Return each line below that contains the word "white".

(begin)

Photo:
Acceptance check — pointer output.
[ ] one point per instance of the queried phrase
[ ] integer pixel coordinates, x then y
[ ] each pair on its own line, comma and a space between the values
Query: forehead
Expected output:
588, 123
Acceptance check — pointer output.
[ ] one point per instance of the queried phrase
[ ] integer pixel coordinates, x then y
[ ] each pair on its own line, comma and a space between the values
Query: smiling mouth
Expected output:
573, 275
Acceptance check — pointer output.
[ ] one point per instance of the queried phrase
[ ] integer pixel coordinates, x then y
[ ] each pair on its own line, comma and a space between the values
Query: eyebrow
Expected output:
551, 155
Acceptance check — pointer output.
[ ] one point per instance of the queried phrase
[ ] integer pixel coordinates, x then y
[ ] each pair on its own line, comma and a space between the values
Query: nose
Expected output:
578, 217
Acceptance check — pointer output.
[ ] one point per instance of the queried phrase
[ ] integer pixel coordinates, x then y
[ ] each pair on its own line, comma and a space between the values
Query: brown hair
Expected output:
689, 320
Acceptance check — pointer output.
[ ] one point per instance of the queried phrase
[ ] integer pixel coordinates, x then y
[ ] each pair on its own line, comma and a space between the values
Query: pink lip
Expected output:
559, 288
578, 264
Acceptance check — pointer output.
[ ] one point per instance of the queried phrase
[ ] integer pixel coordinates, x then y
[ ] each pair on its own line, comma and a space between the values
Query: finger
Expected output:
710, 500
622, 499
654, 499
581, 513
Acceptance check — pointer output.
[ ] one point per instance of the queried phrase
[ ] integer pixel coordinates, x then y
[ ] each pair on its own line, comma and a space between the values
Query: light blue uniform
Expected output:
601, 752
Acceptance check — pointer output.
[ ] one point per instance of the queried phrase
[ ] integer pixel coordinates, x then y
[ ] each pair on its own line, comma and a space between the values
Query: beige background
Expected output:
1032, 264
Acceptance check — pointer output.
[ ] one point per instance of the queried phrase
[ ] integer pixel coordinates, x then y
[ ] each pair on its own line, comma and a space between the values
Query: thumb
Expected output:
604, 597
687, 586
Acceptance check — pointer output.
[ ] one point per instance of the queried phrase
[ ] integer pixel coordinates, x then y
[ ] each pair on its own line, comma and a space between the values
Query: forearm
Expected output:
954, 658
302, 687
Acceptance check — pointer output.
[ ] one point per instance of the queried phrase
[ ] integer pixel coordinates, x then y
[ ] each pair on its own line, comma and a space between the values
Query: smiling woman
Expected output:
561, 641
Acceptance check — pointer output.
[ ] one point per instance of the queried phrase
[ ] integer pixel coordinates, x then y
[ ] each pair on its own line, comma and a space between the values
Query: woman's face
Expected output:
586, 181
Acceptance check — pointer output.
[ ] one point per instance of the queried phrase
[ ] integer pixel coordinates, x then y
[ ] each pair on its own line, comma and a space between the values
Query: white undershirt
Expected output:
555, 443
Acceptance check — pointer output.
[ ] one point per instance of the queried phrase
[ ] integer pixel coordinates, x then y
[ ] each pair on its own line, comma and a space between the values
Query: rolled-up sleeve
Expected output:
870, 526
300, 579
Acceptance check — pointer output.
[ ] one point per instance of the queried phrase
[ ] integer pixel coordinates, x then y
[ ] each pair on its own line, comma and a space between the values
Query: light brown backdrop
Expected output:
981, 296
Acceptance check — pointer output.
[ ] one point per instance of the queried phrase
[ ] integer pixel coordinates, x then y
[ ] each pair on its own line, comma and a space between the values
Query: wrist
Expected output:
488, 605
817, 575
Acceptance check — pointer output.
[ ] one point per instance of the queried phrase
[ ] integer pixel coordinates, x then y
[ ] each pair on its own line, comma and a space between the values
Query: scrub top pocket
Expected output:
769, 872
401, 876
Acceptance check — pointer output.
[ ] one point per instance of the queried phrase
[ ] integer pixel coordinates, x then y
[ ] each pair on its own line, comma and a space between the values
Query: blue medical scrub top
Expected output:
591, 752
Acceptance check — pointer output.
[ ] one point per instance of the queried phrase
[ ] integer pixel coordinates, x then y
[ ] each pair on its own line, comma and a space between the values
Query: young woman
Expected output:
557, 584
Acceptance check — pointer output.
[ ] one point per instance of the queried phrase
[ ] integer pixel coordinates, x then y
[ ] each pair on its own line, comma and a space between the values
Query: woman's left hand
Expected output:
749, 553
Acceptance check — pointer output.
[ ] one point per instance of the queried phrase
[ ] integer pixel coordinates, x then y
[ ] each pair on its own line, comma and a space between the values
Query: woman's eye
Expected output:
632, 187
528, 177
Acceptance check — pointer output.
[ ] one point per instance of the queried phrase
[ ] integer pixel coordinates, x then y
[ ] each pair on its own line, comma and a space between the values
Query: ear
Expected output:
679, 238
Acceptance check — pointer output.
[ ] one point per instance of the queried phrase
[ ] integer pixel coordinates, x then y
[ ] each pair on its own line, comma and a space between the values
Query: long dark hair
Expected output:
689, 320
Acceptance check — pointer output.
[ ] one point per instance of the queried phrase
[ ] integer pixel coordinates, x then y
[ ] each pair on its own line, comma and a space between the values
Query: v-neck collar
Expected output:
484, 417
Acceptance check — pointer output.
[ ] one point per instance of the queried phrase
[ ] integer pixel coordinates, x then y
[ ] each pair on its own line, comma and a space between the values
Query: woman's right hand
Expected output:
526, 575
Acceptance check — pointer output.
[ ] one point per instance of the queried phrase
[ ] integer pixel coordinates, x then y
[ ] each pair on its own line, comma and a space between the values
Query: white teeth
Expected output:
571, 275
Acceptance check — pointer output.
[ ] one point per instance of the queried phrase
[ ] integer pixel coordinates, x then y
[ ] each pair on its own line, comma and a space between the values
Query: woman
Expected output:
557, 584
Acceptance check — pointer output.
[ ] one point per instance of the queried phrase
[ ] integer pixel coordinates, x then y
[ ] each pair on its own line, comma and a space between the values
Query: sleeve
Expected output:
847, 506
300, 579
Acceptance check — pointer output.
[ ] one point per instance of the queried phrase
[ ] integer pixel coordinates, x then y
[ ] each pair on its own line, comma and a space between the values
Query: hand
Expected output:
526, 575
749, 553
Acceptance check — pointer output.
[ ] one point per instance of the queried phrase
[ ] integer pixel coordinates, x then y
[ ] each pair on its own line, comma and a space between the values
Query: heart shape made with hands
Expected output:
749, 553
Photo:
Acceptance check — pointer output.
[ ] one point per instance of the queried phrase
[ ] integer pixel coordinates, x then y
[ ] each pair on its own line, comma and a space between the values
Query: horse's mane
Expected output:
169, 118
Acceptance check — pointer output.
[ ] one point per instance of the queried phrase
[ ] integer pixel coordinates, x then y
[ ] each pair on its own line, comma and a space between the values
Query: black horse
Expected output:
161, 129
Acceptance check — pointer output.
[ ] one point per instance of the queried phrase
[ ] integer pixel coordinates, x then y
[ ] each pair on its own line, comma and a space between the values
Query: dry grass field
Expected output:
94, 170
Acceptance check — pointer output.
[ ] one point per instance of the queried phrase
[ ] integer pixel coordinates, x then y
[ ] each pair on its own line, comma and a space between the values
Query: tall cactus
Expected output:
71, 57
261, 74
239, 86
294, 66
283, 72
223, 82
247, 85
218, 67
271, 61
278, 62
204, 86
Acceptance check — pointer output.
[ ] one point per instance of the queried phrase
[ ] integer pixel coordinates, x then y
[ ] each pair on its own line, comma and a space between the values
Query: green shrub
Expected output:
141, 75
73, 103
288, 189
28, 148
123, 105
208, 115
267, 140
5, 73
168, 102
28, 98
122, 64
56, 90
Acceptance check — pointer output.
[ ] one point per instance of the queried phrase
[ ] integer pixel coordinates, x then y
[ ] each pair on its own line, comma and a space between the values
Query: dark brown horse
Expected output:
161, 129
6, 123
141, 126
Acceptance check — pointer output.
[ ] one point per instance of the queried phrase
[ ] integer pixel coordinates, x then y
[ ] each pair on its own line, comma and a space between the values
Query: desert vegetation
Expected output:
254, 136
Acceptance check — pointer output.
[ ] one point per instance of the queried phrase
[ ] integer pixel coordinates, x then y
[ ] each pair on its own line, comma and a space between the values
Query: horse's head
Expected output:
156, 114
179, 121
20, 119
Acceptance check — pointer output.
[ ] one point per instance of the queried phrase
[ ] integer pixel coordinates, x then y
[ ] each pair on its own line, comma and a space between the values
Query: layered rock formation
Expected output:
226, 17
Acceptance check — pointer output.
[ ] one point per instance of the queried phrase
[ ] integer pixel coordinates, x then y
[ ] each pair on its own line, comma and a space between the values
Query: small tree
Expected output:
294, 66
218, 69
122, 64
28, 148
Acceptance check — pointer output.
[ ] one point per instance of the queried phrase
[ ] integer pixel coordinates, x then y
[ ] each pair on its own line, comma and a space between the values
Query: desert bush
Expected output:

(end)

▶ **ANSWER IN FULL**:
Query: white undershirt
Query: white teeth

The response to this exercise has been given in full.